#### [BRANO PROPOSTO]
○ ○ ○

0003 [SQUOLA] La dottrina del bastone?

Stamattina partecipo anch'io alla manifestazione di Roma, seguo a distanza la mia compagna (maestra precaria della scuola primaria), si è portata un ombrello, una giacca a vento, dei panini, un pile, insomma è armata per combattere la pioggia e il freddo, ma leggendo il post sul blog Mezzomondo di Miki Fossati, comincio a preoccuparmi ecco la sua testimonianza sugli scontri di ieri:a

Stamattina intorno alle 10, io e due colleghe del Levi Civita, nel recarci a Piazza Navona dai pressi del Senato dove ci trovavamo, abbiamo impiegato tantissimo tempo perché tutte gli accessi alle strade limitrofe erano sbarrati dai blindati di polizia e carabinieri che, naturalmente, non ci hanno fatto passare. Attraverso quindi un’ampia circonlocuzione siamo giunte nella piazza dove si stava svolgendo del tutto pacificamente la manifestazione. Più tardi, circa tre quarti d’ora dopo, UN CAMION TENDONATO si è fatto largo tra la folla: ebbene, da quel camion è uscito un gruppo di ragazzotti armati di spranghe e catene che ha cominciato a caricare più volte i ragazzi che si trovano lì, pacifici e inermi. La polizia ha lasciato fare… (continua a leggere)

Per chiarezza riporto le dichiarazioni di Francesco Cossiga sulla possibile modalità d'intervento del governo:

Dal "Quotidiano Nazionale" del 23/10/2008

Intervista a Cossiga

"Bisogna fermarli: anche il terrorismo partì dagli atenei"

di Andrea Cangini

D - Presidente Cossiga, pensa che minacciando l'uso della forza pubblica contro gli studenti Berlusconi abbia esagerato?

R - Dipende, se ritiene d'essere il Presidente del Consiglio di uno Stato forte, no, ha fatto benissimo. Ma poiché l'Italia è uno Stato debole, e all'opposizione non c'è il granitico PCI ma l'evanescente PD, temo che alle parole non seguiranno i fatti e che quindi Berlusconi farà una figuraccia.

D - Quali fatti dovrebbero seguire?

R - Maroni dovrebbe fare quel che feci io quand'ero Ministro dell'interno.

D – Ossia?

R - In primo luogo, lasciar perdere gli studenti dei licei, perché pensi a cosa succederebbe se un ragazzino rimanesse ucciso o gravemente ferito...

D - Gli universitari, invece?

R - Lasciarli fare. Ritirare le forze di polizia dalle strade e dalle università, infiltrare il movimento con agenti provocatori pronti a tutto, e lasciare che per una decina di giorni i manifestanti devastino i negozi, diano fuoco alle macchine e mettano a ferro e fuoco le città.

D - Dopo di che?

○ ○ ○

#### [VOCI ESTRATTE]
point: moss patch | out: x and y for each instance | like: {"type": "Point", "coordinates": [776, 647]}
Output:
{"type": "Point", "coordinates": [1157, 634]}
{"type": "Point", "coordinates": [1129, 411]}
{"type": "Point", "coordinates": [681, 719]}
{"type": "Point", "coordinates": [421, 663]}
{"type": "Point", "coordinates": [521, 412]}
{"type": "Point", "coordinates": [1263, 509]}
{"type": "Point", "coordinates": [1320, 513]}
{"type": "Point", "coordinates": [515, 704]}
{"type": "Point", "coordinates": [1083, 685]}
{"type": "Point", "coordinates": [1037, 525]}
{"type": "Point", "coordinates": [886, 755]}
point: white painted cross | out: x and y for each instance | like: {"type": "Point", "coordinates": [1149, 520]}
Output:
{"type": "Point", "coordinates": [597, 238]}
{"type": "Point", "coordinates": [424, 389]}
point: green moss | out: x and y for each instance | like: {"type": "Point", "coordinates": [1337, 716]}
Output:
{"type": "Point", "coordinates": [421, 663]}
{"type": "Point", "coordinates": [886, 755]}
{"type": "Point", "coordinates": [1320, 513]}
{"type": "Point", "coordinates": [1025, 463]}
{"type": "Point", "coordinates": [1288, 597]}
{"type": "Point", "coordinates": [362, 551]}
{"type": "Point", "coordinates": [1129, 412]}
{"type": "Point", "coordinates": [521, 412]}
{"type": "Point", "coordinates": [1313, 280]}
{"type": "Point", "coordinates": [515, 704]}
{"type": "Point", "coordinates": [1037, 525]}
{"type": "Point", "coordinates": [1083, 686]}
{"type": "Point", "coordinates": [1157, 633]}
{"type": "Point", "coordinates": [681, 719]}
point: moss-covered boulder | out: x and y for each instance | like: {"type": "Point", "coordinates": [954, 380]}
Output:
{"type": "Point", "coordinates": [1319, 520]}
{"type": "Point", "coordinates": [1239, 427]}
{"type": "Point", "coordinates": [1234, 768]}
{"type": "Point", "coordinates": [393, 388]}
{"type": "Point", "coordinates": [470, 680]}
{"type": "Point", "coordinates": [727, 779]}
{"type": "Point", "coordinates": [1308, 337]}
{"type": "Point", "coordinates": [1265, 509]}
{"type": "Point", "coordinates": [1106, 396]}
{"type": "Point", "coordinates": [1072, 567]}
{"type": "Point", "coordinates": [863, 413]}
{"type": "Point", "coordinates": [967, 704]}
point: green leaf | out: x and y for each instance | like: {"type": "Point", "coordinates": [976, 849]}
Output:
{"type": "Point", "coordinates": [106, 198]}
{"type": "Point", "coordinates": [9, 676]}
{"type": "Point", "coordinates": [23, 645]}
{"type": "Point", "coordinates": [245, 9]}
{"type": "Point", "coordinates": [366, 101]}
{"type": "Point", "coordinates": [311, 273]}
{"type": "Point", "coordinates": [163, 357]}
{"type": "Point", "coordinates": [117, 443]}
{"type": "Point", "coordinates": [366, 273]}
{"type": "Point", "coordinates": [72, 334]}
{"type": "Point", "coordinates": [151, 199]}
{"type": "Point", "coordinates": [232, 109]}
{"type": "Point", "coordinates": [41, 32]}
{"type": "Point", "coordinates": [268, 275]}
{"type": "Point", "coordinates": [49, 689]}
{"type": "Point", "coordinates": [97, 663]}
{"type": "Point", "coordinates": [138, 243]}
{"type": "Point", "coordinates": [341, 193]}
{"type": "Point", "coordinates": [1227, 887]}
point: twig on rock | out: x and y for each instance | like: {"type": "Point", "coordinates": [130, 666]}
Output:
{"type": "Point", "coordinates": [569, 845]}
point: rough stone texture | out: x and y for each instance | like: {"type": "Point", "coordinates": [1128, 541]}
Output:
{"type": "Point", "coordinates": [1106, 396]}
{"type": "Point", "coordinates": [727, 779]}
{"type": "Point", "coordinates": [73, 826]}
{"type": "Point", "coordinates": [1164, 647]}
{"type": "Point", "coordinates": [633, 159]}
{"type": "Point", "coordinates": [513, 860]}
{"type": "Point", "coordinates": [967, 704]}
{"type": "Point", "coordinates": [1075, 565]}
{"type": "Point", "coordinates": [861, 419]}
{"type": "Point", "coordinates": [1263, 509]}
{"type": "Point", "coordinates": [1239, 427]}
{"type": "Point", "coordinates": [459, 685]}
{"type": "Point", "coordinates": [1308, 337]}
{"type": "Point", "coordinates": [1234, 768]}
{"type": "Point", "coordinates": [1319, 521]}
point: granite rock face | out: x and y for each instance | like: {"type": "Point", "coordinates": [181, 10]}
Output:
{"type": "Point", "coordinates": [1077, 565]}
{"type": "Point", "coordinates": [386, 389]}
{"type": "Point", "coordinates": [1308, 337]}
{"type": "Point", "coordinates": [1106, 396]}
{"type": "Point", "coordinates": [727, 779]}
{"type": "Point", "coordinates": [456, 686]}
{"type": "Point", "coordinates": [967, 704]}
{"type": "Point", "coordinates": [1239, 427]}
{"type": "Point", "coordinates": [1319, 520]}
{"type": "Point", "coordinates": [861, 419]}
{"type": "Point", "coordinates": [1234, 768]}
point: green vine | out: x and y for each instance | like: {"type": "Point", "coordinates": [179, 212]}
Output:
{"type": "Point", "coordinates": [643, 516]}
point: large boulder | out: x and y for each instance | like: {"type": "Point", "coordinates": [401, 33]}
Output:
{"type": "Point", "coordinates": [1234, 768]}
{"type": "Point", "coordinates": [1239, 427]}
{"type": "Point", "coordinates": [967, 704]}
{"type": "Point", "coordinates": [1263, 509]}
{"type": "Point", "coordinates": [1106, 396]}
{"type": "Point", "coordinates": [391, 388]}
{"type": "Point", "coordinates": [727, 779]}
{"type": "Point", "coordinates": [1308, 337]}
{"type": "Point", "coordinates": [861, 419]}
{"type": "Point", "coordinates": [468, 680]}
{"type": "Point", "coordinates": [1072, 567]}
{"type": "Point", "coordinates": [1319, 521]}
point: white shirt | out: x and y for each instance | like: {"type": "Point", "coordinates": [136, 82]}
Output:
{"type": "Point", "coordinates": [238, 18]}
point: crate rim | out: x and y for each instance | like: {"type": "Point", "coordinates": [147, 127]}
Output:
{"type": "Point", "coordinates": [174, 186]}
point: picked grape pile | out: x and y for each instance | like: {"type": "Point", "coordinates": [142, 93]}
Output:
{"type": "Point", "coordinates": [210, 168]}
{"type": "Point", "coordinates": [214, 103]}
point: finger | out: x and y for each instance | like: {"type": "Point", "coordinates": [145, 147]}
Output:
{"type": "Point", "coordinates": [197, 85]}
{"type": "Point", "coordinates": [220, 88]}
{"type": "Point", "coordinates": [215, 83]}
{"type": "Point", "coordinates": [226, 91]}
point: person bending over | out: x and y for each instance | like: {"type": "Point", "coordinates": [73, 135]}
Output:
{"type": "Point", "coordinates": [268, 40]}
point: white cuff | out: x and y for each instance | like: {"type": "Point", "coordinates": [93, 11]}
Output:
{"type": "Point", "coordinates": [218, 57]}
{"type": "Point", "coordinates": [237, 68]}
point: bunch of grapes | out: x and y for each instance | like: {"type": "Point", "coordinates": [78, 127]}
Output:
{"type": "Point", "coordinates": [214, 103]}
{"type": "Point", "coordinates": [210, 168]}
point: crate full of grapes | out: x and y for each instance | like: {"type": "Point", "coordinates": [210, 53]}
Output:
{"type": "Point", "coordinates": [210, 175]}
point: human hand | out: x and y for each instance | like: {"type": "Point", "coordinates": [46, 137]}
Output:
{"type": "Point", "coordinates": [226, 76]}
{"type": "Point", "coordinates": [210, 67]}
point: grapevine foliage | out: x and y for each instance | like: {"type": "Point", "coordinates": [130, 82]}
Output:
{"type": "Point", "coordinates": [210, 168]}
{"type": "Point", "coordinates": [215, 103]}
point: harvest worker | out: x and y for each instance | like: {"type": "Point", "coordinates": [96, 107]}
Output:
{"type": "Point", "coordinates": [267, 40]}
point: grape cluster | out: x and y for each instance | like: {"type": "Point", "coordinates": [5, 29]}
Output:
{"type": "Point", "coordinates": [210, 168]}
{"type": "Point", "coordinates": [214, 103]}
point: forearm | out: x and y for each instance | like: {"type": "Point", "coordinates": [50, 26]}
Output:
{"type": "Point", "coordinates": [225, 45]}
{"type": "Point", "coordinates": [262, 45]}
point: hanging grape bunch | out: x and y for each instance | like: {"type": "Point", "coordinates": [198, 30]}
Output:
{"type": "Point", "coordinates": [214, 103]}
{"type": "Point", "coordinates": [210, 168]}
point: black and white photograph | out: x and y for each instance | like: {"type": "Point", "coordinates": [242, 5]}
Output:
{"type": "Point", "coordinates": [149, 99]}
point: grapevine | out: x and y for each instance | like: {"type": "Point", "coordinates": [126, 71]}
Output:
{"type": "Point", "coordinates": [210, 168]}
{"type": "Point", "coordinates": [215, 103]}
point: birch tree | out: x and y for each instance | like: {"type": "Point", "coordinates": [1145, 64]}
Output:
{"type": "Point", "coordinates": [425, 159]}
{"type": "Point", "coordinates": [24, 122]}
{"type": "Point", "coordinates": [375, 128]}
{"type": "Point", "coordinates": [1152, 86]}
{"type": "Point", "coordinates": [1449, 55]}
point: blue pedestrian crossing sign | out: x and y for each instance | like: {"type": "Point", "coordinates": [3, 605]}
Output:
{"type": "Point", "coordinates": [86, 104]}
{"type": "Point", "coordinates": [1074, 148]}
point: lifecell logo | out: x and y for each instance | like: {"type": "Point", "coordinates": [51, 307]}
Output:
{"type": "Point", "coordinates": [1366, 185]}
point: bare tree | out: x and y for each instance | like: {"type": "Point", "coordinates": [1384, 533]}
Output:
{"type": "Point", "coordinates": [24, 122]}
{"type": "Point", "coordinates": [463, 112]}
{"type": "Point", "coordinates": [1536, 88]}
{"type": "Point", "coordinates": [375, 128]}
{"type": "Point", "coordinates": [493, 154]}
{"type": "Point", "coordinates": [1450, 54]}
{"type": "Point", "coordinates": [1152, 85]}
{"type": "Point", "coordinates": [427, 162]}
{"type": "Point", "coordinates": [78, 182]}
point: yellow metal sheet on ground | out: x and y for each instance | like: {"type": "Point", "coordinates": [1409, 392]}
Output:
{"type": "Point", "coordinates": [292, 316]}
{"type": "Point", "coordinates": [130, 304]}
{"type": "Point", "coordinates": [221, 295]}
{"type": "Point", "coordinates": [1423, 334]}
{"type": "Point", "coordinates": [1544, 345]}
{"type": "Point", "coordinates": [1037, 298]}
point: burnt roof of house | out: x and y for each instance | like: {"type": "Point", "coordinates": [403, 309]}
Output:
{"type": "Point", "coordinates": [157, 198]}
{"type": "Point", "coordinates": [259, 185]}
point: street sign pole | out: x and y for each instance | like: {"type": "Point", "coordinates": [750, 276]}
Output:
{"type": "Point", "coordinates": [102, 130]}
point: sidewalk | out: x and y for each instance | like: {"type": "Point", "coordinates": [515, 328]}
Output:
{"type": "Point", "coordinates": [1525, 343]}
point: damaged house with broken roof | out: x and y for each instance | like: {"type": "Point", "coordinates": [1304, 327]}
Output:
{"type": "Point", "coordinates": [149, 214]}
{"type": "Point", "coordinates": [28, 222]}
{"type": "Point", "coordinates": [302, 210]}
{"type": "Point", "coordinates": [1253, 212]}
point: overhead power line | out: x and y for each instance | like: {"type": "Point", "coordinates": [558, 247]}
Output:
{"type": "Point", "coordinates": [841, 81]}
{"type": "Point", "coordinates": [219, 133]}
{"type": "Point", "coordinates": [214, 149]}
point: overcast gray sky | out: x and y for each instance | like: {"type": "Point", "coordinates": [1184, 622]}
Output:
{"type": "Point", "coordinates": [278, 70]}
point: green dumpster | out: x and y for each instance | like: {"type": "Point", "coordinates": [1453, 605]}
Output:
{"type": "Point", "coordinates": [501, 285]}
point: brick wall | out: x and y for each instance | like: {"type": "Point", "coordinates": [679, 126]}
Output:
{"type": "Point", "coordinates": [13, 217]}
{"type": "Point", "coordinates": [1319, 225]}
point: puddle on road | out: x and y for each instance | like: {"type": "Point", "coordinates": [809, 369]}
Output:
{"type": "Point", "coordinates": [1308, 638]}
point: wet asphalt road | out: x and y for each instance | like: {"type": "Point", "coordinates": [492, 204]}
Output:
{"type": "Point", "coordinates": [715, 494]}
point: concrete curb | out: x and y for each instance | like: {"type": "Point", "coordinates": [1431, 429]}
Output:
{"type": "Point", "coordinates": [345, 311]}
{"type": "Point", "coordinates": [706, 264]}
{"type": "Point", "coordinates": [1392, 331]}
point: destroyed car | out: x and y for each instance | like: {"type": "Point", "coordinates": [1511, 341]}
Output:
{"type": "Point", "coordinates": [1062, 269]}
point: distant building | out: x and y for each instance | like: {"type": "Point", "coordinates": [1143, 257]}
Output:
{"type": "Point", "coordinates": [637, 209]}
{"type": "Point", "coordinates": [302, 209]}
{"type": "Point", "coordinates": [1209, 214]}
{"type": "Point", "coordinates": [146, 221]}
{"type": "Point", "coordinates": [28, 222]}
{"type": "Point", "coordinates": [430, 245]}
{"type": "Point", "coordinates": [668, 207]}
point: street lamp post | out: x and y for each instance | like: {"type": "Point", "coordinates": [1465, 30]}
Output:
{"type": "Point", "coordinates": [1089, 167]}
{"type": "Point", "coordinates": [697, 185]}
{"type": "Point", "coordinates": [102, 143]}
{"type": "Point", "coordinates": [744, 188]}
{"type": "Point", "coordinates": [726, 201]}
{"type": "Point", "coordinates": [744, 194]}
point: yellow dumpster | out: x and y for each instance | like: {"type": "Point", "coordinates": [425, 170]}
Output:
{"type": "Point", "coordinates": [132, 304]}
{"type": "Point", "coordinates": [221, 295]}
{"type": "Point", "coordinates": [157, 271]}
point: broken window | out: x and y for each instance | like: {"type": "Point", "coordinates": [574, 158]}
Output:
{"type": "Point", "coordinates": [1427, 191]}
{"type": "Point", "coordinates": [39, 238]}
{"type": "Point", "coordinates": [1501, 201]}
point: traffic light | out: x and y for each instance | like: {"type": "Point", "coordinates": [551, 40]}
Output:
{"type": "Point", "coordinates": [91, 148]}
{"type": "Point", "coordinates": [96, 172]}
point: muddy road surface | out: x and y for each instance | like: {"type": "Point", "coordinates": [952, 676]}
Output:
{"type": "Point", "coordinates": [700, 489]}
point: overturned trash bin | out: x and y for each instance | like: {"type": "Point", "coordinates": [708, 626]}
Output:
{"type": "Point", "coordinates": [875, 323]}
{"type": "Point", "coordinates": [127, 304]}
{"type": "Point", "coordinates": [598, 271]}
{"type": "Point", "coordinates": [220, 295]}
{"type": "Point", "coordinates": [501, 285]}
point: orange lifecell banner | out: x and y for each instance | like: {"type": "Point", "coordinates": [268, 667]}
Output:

○ ○ ○

#### [ESERCIZI DA SVOLGERE]
**A)** Riassumi il paragrafo del brano proposto che inizia con «Stamattina intorno alle 10» senza perderne i fatti principali.
**B)** Scrivi il seguito dell'intervista a Cossiga, riprendendo dall'ultima riga del brano proposto.

#### [RISPOSTE AGLI ESERCIZI]
**A)** Verso le 10, io e due colleghe del Levi Civita, partite dai pressi del Senato, abbiamo impiegato molto tempo per raggiungere Piazza Navona. I blindati di polizia e carabinieri sbarravano infatti le strade vicine e non ci lasciavano passare. Dopo un lungo giro siamo arrivate in piazza, dove la manifestazione si svolgeva in modo pacifico. Circa tre quarti d'ora dopo un camion tendonato si è fatto largo tra la folla. Ne è sceso un gruppo di ragazzotti armati di spranghe e catene, che ha caricato più volte i ragazzi pacifici e inermi, e la polizia ha lasciato fare.

**B)**
R - Dopo di che, forti del consenso popolare, il suono delle sirene delle ambulanze dovrà sovrastare quello delle auto di polizia e carabinieri.

D - Nel senso che...

R - Nel senso che le forze dell'ordine non dovrebbero avere pietà e mandarli tutti in ospedale. Non arrestarli, che tanto poi i magistrati li rimetterebbero subito in libertà, ma picchiarli e picchiare anche quei docenti che li fomentano.

D - Anche i docenti?

R - Soprattutto i docenti.

D - Presidente, il suo è un paradosso, no?

R - Non dico quelli anziani, certo, ma le maestre ragazzine sì. Si rende conto della gravità di quello che sta succedendo? Ci sono insegnanti che indottrinano i bambini e li portano in piazza: un atteggiamento criminale!

D - E lei si rende conto di quel che direbbero in Europa dopo una cura del genere? In Italia torna il fascismo, direbbero.

R - Balle, questa è la ricetta democratica: spegnere la fiamma prima che divampi l'incendio.

D - Quale incendio?

R - Non esagero, credo davvero che il terrorismo tornerà a insanguinare le strade di questo Paese. E non vorrei che ci si dimenticasse che le Brigate rosse non sono nate nelle fabbriche ma nelle università. E che gli slogan che usavano li avevano usati prima di loro il Movimento studentesco e la sinistra sindacale.

D - E' dunque possibile che la storia si ripeta? «

R - Non è possibile, è probabile. Per questo dico: non dimentichiamo che le Br nacquero perché il fuoco non fu spento per tempo.

D - Il Pd di Veltroni è dalla parte dei manifestanti.

R - Mah, guardi, francamente io Veltroni che va in piazza col rischio di prendersi le botte non ce lo vedo. Lo vedo meglio in un club esclusivo di Chicago ad applaudire Obama...

D - Non andrà in piazza con un bastone, certo, ma politicamente...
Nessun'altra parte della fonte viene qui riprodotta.